Ndr: Questo è il secondo di due articoli volti ad analizzare il delitto di omessa consegna o deposito di cose del fallimento da parte del curatore fallimentare.
I beni oggetto del reato
Per quanto concerne i beni oggetto dell’ordine del giudice è, innanzitutto, necessario che trattasi di somme o di cose di cui il curatore abbia la detenzione intendendosi per tale la sua disponibilità di fatto.
Detenzione che, dovendo riguardare somme od altra cosa del fallimento, è relativa non solo ai beni detenuti dal curatore in ragione del suo ufficio ma anche ad altri beni assoggettati alla procedura e caduti nel fallimento pur se eventualmente rivendicati da persone diverse dal fallito.
L’oggetto del reato può riguardare anche beni privi di qualsiasi valore economico, non essendo questo un delitto contro il patrimonio ma a tutela della regolarità della procedura concorsuale. Dunque, in esso sono compresi tutti i beni del fallimento anche laddove non utili alla massa fallimentare.
In tale ambito, allora, rientrano tra i beni oggetto di tutela i documenti relativi all’impresa fallita essendo stato ravvisato questo reato nel caso del curatore che, revocato dal suo incarico, non consegni tutti i documenti concernenti l’amministrazione del fallimento[1].
In modo consequenziale si è valutato nel caso di un curatore che non aveva depositato nella cancelleria del giudice, nel termine da quest’ultimo fissato, il registro del curatore di cui all’art. 38 L.F. – ove sono annotate giorno per giorno le operazioni della sua amministrazione – ed i libri IVA afferenti alla procedura.
In questa occasione, infatti, la Corte ha indicato come anche la condotta omissiva relativa a questi registri sia qui sanzionata tenendo conto che il riferimento contenuto nella norma all’omessa consegna di «altra cosa del fallimento» – invece che all’omessa consegna «di beni» (nozione usata in altre disposizioni regolate dal titolo in esame) – fa valutare questa fattispecie come applicabile ad ogni omessa consegna di cose di proprietà del fallimento anche se non destinati a soddisfare la massa dei creditori[2].

Dati forniti |
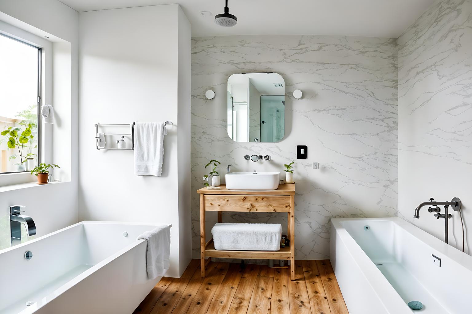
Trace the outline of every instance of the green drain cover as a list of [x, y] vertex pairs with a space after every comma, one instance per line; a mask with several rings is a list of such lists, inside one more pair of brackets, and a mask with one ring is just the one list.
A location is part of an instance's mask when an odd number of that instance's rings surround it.
[[412, 310], [421, 310], [423, 308], [423, 304], [419, 301], [412, 301], [408, 302], [408, 306]]

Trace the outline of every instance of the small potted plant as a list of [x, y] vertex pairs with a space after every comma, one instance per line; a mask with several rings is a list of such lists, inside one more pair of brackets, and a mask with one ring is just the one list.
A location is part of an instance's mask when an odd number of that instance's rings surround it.
[[[216, 163], [217, 162], [218, 162], [219, 164], [221, 164], [221, 163], [217, 160], [211, 160], [208, 161], [208, 163], [207, 163], [205, 166], [205, 168], [206, 168], [209, 166], [211, 166], [211, 171], [210, 171], [209, 174], [211, 177], [212, 186], [219, 186], [221, 185], [221, 182], [219, 180], [219, 174], [218, 172], [216, 171], [216, 168], [218, 167], [218, 165]], [[205, 182], [204, 184], [205, 186], [208, 186], [210, 185], [210, 184], [208, 182], [209, 177], [210, 177], [208, 175], [205, 175], [203, 176], [203, 181], [207, 181]]]
[[49, 175], [49, 168], [54, 167], [60, 168], [57, 165], [47, 165], [45, 163], [40, 163], [31, 170], [31, 174], [34, 174], [38, 177], [38, 184], [47, 184], [48, 176]]
[[23, 162], [26, 164], [26, 170], [27, 171], [30, 171], [34, 168], [34, 157], [36, 154], [28, 153], [26, 155], [26, 159], [23, 161]]
[[293, 167], [292, 166], [292, 165], [294, 163], [295, 163], [295, 161], [292, 161], [288, 165], [284, 165], [284, 167], [285, 167], [284, 171], [287, 172], [285, 174], [285, 182], [286, 183], [294, 183], [294, 170], [292, 170]]

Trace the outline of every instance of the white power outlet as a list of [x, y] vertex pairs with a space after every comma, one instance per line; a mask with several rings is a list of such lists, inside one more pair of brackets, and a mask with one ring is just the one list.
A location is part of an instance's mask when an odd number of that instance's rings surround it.
[[435, 255], [434, 254], [431, 254], [431, 260], [438, 267], [441, 267], [441, 259]]

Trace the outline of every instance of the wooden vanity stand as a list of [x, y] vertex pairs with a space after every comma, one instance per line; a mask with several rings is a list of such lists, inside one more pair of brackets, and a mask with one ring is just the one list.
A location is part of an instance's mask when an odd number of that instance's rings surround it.
[[[220, 190], [198, 190], [200, 194], [200, 252], [202, 277], [205, 277], [207, 258], [286, 259], [290, 261], [290, 279], [295, 280], [295, 184], [282, 184], [272, 191], [236, 191], [221, 185]], [[278, 251], [244, 251], [215, 250], [212, 238], [206, 242], [205, 211], [218, 212], [218, 222], [222, 222], [223, 211], [287, 213], [287, 235], [290, 246]], [[209, 258], [208, 261], [210, 260]]]

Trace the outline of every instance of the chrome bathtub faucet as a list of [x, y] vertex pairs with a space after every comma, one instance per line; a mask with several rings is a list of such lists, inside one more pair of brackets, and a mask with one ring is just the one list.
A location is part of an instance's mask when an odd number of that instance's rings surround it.
[[26, 228], [28, 236], [36, 234], [36, 225], [33, 219], [25, 215], [20, 213], [25, 210], [21, 205], [14, 205], [10, 206], [10, 245], [13, 246], [21, 243], [21, 224], [24, 224]]

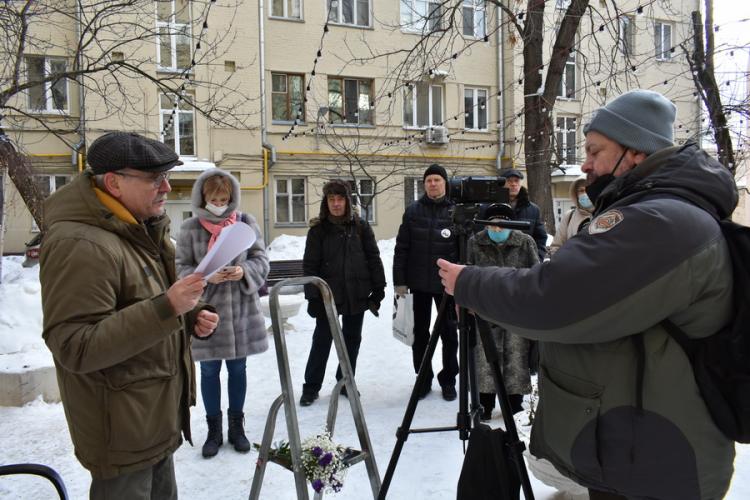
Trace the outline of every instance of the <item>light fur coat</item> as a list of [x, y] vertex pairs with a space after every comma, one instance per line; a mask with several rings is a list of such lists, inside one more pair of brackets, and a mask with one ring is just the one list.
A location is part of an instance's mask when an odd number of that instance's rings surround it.
[[[221, 217], [203, 208], [203, 184], [214, 175], [225, 176], [232, 183], [231, 201]], [[192, 273], [208, 251], [211, 234], [201, 226], [200, 219], [219, 223], [231, 215], [240, 202], [239, 182], [223, 170], [207, 170], [195, 181], [191, 201], [195, 216], [183, 222], [177, 242], [176, 264], [180, 277]], [[210, 338], [193, 342], [193, 357], [197, 361], [242, 358], [268, 349], [268, 335], [258, 297], [258, 289], [265, 283], [269, 270], [265, 244], [252, 215], [238, 212], [236, 224], [252, 227], [255, 243], [229, 264], [242, 267], [244, 275], [239, 281], [209, 283], [205, 288], [203, 300], [216, 308], [219, 326]]]

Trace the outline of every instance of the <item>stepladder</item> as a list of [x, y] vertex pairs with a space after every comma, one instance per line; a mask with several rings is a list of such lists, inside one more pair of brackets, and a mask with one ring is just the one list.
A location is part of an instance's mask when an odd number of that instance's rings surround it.
[[[370, 481], [370, 488], [372, 489], [372, 496], [373, 498], [376, 498], [378, 496], [378, 492], [380, 491], [380, 474], [378, 473], [377, 464], [375, 462], [375, 455], [373, 454], [372, 443], [370, 441], [370, 435], [367, 430], [367, 423], [365, 422], [365, 414], [362, 410], [362, 404], [359, 399], [359, 392], [357, 391], [357, 385], [354, 381], [354, 371], [352, 369], [349, 355], [346, 350], [346, 344], [344, 342], [344, 336], [341, 331], [341, 325], [339, 324], [336, 304], [333, 300], [331, 289], [323, 279], [315, 276], [306, 276], [302, 278], [288, 278], [282, 280], [279, 283], [275, 284], [271, 288], [269, 293], [268, 298], [269, 308], [271, 312], [271, 327], [274, 336], [276, 363], [279, 370], [281, 394], [273, 401], [273, 403], [271, 403], [271, 408], [268, 411], [266, 426], [263, 431], [263, 439], [261, 441], [258, 459], [255, 465], [255, 474], [253, 476], [253, 482], [250, 489], [250, 500], [260, 500], [263, 478], [265, 476], [266, 467], [269, 462], [275, 462], [293, 473], [297, 500], [309, 500], [310, 498], [310, 488], [308, 487], [308, 481], [305, 475], [305, 469], [302, 461], [302, 440], [300, 438], [297, 406], [294, 395], [291, 370], [289, 367], [289, 355], [286, 346], [286, 339], [284, 336], [284, 322], [280, 315], [279, 307], [279, 293], [281, 289], [284, 287], [300, 285], [316, 287], [323, 301], [323, 305], [325, 306], [326, 317], [330, 327], [333, 346], [335, 348], [335, 352], [339, 361], [339, 367], [341, 369], [341, 379], [334, 386], [333, 394], [335, 396], [338, 396], [342, 388], [346, 388], [347, 398], [345, 399], [349, 401], [352, 418], [354, 419], [354, 426], [357, 431], [359, 449], [355, 449], [354, 447], [347, 447], [347, 452], [342, 457], [342, 461], [347, 467], [353, 466], [358, 463], [365, 464], [365, 467], [367, 468], [367, 475]], [[339, 398], [335, 396], [331, 397], [328, 404], [328, 414], [325, 425], [326, 431], [331, 436], [333, 436], [334, 434], [336, 426], [336, 416], [338, 414]], [[291, 464], [288, 462], [283, 463], [276, 460], [271, 453], [271, 445], [274, 440], [276, 422], [278, 420], [279, 411], [282, 407], [284, 408], [284, 417], [286, 420], [289, 450], [291, 454]], [[324, 493], [322, 491], [315, 492], [315, 500], [322, 499], [323, 494]]]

Cose da fare |
1 > Per ciascuna delle affermazioni seguenti, indica se concorda con il testo di lettura. Rispondi sì o no e cita alla lettera le parole del testo che lo decidono.
(a) Il reato può riguardare anche beni privi di valore economico.
(b) Il delitto descritto è un delitto contro il patrimonio.
(c) Nel registro del curatore previsto dall'art. 38 L.F. le operazioni dell'amministrazione sono annotate mese per mese.
2 > Stampa il passo del testo di lettura compreso tra "In modo consequenziale" e "massa dei creditori[2].", estremi inclusi.

Risposte complete |
1 >
(a) Sì: "L’oggetto del reato può riguardare anche beni privi di qualsiasi valore economico".
(b) No: "non essendo questo un delitto contro il patrimonio ma a tutela della regolarità della procedura concorsuale".
(c) No: "ove sono annotate giorno per giorno le operazioni della sua amministrazione".

2 >
In modo consequenziale si è valutato nel caso di un curatore che non aveva depositato nella cancelleria del giudice, nel termine da quest’ultimo fissato, il registro del curatore di cui all’art. 38 L.F. – ove sono annotate giorno per giorno le operazioni della sua amministrazione – ed i libri IVA afferenti alla procedura.
In questa occasione, infatti, la Corte ha indicato come anche la condotta omissiva relativa a questi registri sia qui sanzionata tenendo conto che il riferimento contenuto nella norma all’omessa consegna di «altra cosa del fallimento» – invece che all’omessa consegna «di beni» (nozione usata in altre disposizioni regolate dal titolo in esame) – fa valutare questa fattispecie come applicabile ad ogni omessa consegna di cose di proprietà del fallimento anche se non destinati a soddisfare la massa dei creditori[2].